▶

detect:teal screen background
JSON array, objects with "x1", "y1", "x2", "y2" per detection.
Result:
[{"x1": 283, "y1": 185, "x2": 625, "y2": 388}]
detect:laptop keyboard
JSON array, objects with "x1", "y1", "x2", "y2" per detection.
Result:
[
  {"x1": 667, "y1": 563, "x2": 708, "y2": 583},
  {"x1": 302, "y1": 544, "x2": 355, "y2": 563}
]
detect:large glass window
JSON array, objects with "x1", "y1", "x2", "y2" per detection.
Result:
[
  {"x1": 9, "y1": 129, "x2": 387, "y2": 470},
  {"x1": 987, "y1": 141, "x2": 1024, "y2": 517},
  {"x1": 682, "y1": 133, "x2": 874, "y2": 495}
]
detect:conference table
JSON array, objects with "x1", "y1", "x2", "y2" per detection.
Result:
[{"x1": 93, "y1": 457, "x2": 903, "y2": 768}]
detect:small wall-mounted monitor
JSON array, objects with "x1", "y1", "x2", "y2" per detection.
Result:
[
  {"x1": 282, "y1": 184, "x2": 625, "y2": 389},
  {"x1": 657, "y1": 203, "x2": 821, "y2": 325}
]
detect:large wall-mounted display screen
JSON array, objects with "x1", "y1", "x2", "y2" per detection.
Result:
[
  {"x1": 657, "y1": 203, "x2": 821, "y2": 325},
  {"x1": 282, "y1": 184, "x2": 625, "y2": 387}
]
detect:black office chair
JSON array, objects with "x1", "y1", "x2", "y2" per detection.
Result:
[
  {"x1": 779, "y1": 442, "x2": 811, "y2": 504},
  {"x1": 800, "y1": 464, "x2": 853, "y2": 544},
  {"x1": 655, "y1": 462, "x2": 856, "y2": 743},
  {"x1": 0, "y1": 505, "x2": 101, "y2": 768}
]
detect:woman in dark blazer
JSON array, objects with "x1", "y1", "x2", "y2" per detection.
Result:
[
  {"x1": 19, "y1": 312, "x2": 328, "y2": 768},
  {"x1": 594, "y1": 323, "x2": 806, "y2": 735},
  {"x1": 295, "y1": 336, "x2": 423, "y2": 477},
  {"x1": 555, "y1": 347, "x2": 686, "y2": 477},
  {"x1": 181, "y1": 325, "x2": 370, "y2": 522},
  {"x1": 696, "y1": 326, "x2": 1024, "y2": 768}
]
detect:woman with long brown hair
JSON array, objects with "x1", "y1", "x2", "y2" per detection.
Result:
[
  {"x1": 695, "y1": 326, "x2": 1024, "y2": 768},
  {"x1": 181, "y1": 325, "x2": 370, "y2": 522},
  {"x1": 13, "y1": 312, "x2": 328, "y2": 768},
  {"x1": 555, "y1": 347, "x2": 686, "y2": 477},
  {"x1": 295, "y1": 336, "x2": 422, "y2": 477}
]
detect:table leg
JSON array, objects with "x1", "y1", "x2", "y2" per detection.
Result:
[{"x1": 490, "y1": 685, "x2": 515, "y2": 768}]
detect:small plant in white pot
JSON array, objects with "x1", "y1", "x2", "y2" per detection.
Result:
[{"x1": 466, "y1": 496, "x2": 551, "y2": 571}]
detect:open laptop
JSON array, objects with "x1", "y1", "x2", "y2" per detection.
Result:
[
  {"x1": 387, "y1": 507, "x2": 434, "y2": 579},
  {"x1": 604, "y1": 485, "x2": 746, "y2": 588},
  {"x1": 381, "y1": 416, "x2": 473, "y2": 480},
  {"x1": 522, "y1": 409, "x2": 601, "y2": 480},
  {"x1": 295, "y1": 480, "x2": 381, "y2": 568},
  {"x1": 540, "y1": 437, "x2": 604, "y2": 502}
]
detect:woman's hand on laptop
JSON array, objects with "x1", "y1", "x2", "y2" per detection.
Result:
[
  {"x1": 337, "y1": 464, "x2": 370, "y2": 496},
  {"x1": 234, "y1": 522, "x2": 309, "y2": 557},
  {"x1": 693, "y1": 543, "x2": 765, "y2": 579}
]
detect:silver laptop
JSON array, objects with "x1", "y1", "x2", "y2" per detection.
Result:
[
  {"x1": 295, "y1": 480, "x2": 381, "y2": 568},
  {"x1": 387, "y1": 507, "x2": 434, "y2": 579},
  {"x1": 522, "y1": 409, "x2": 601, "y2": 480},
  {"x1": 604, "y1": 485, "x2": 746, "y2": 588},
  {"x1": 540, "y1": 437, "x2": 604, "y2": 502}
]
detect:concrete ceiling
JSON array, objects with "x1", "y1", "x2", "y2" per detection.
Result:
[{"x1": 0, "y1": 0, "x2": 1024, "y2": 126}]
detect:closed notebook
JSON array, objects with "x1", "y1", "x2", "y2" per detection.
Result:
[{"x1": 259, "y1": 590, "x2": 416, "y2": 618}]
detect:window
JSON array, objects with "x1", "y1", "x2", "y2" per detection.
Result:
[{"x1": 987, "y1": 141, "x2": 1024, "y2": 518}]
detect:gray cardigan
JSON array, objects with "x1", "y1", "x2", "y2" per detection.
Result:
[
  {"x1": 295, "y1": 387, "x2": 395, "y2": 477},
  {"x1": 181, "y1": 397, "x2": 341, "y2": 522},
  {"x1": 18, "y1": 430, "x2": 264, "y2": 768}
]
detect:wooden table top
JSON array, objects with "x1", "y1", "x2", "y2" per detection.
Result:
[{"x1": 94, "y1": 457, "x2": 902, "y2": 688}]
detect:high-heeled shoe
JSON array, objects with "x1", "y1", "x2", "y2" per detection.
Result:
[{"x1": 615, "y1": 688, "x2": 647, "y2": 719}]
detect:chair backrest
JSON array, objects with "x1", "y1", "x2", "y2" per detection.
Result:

◀

* Aim *
Update the listing from the line with "detect:window" up to and including the last line, changing "gray cardigan" to "gray sweater" and keeping everything else the same.

* Answer to this problem *
detect:window
JSON array, objects with "x1", "y1", "x2", "y2" per detection.
Result:
[{"x1": 987, "y1": 141, "x2": 1024, "y2": 518}]
detect:gray sweater
JSON array, objects with "x1", "y1", "x2", "y2" per detection.
Result:
[
  {"x1": 295, "y1": 387, "x2": 395, "y2": 477},
  {"x1": 181, "y1": 397, "x2": 341, "y2": 522},
  {"x1": 18, "y1": 430, "x2": 264, "y2": 768}
]
detect:wooden table top
JSON array, objects with "x1", "y1", "x2", "y2" per detection.
Result:
[{"x1": 94, "y1": 457, "x2": 902, "y2": 688}]
detect:high-heeled shoe
JSON array, objects with "x1", "y1", "x2", "y2" per detection.
Result:
[{"x1": 615, "y1": 688, "x2": 647, "y2": 719}]
detect:chair backrest
JSON array, objects with "x1", "y1", "x2", "y2" per detection.
Result:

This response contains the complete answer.